- _WORK REQUEST_
If a line in the following entries contains the string "wall", it counts toward the total; report only that total.

- _Spatial localization data_

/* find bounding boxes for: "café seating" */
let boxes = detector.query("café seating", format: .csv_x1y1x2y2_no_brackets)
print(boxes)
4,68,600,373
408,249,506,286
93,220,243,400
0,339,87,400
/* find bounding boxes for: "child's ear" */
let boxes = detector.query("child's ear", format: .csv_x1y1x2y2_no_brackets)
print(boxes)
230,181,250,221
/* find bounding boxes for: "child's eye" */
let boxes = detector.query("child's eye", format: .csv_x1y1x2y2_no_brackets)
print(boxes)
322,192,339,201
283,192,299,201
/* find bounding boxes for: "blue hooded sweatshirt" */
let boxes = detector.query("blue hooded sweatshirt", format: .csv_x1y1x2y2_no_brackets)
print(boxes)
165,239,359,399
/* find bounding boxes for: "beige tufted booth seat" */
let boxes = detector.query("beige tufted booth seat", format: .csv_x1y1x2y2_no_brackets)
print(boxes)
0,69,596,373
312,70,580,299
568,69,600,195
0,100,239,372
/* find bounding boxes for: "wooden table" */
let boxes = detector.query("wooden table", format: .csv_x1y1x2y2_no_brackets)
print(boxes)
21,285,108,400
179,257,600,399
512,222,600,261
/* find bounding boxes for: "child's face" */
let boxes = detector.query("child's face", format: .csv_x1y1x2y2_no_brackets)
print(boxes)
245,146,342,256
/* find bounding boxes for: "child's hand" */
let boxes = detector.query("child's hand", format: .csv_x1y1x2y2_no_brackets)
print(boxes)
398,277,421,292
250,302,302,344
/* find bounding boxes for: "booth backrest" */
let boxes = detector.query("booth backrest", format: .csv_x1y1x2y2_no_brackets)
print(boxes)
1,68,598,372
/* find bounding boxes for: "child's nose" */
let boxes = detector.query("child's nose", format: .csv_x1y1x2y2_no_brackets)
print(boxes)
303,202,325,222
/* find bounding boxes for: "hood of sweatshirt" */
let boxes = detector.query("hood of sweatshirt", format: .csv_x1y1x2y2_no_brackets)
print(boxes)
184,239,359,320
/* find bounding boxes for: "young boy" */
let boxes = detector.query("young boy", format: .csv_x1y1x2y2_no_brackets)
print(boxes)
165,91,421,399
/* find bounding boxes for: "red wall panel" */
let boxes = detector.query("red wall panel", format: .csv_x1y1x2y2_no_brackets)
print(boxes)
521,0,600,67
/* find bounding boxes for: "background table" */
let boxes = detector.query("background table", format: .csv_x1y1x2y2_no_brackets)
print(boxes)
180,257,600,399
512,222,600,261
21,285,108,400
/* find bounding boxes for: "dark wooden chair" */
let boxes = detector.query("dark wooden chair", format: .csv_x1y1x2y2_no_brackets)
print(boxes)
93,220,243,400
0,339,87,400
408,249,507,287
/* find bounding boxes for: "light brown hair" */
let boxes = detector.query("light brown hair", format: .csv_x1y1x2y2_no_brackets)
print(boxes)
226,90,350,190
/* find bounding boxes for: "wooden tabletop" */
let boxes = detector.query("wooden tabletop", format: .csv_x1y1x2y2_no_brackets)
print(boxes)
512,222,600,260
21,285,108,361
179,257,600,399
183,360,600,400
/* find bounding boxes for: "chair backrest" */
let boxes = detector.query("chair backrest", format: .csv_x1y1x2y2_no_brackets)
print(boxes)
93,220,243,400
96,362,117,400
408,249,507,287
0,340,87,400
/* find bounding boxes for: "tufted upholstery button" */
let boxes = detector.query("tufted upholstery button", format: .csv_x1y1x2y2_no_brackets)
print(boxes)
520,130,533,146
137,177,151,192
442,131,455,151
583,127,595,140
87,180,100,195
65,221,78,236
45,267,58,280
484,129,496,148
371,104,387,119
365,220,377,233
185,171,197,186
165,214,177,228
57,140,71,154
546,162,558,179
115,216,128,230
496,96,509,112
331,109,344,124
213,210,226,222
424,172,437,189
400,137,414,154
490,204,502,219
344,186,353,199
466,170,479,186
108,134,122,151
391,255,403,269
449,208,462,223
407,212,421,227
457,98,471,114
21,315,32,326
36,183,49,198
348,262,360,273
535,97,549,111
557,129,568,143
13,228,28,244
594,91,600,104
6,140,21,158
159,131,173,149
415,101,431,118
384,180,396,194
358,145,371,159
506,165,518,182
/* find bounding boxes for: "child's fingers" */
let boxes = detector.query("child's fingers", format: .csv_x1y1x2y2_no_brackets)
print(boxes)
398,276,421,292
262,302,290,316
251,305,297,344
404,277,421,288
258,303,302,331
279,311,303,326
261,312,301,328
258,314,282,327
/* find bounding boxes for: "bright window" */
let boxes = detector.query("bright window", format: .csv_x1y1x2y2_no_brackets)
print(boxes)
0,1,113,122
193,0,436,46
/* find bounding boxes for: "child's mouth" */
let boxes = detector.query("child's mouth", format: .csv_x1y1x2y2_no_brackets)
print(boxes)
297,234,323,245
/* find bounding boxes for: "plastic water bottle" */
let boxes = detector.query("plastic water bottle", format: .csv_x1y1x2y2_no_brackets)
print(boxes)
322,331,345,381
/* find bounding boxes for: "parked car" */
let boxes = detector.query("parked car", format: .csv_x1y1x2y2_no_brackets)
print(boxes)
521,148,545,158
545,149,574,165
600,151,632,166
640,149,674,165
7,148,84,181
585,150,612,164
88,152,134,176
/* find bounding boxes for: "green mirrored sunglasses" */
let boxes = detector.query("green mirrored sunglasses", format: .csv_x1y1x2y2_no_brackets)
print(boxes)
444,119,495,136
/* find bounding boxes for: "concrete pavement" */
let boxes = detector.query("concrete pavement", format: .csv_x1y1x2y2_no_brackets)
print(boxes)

- _ANSWER TO THE PROBLEM_
2